## EXERCISE PASSAGE
━━━━━━━━━━━━━━━━━━━━

Even if the plants are closed in the 2020s, the company still thinks it makes good business sense for its 2.1 million customers in southeastern Michigan to equip them with controls to meet the federal Environmental Protection Agency’s (EPA) new Mercury and Air Toxics Standards (MATS) rule, according to spokeswoman Randi Berris.

Earlier this year, the Michigan Department of Environmental Quality authorized DTE to delay MATS compliance at the four plants until April 2016, a year after the new rule is scheduled to take effect.

DTE told the Michigan Public Service Commission in October that most of the upgrades at the plants would include a combination of activated carbon injection and dry sorbent injection technology to lower mercury emissions.
It remains possible that DTE may reduce some of River Rouge’s 651 megawatts of generating capacity in 2017 because of the EPA’s proposed National Ambient Air Quality Standards. The proposed standards could force the facility to operate with lower heat content fuel.

One coal plant that DTE has no intention of shutting down is the 3,000-megawatt Monroe, near the community of Monroe on the western shore of Lake Erie. Since 2000, the company has invested nearly $2 billion on a variety of pollution controls at the big baseload plant that burns 7 to 9 million tons of coal annually. Monroe is the largest power plant in Michigan and one of the largest in the Midwest.

In late October, DTE completed the installation of a fourth and final selective catalytic reduction system at Monroe to reduce emissions of nitrogen oxide.

━━━━━━━━━━━━━━━━━━━━

## EXERCISE
What does the passage on DTE's coal plants say from "Earlier this year, the" up to and including "to take effect."? Output that span word for word.

## INPUT DATA

━━━━━━━━━━━━━━━━━━━━

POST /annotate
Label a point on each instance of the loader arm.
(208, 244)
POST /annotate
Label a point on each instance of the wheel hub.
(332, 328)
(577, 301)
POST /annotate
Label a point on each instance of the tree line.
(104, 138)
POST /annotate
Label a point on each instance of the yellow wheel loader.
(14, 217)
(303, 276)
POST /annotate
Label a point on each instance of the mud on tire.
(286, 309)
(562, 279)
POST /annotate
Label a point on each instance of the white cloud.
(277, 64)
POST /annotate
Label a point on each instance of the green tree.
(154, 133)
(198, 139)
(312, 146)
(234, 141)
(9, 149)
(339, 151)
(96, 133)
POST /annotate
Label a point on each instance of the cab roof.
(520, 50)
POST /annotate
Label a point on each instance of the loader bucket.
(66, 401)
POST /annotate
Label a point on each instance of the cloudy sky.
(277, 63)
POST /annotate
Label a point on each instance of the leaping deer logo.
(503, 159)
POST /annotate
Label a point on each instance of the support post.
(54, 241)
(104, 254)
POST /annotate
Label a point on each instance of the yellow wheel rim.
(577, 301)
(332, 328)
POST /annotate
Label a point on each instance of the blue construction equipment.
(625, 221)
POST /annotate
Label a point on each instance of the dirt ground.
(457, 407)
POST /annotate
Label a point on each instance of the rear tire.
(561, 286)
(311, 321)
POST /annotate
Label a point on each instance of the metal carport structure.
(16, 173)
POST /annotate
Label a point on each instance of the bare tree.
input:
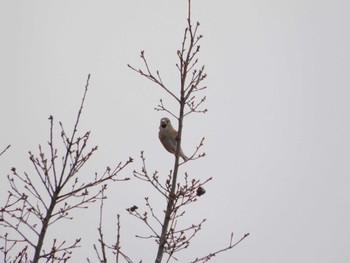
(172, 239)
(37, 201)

━━━━━━━━━━━━━━━━━━━━

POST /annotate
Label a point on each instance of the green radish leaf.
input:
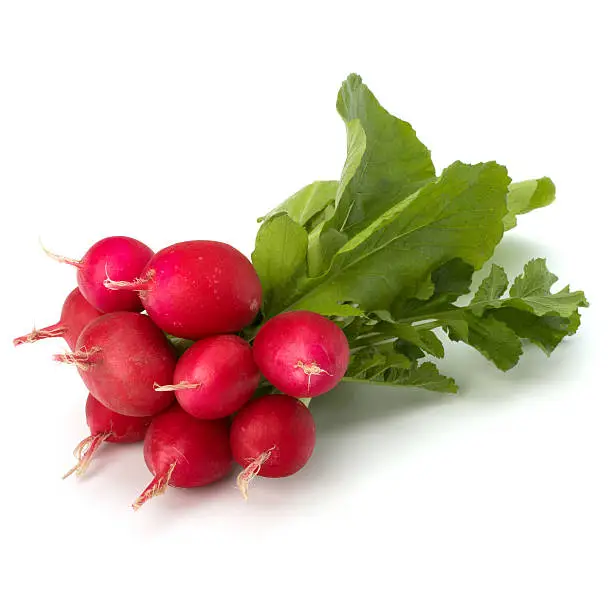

━━━━━━━━━━━━━━━━━━━━

## EXPECTED OUTPUT
Earlier this year, the Michigan Department of Environmental Quality authorized DTE to delay MATS compliance at the four plants until April 2016, a year after the new rule is scheduled to take effect.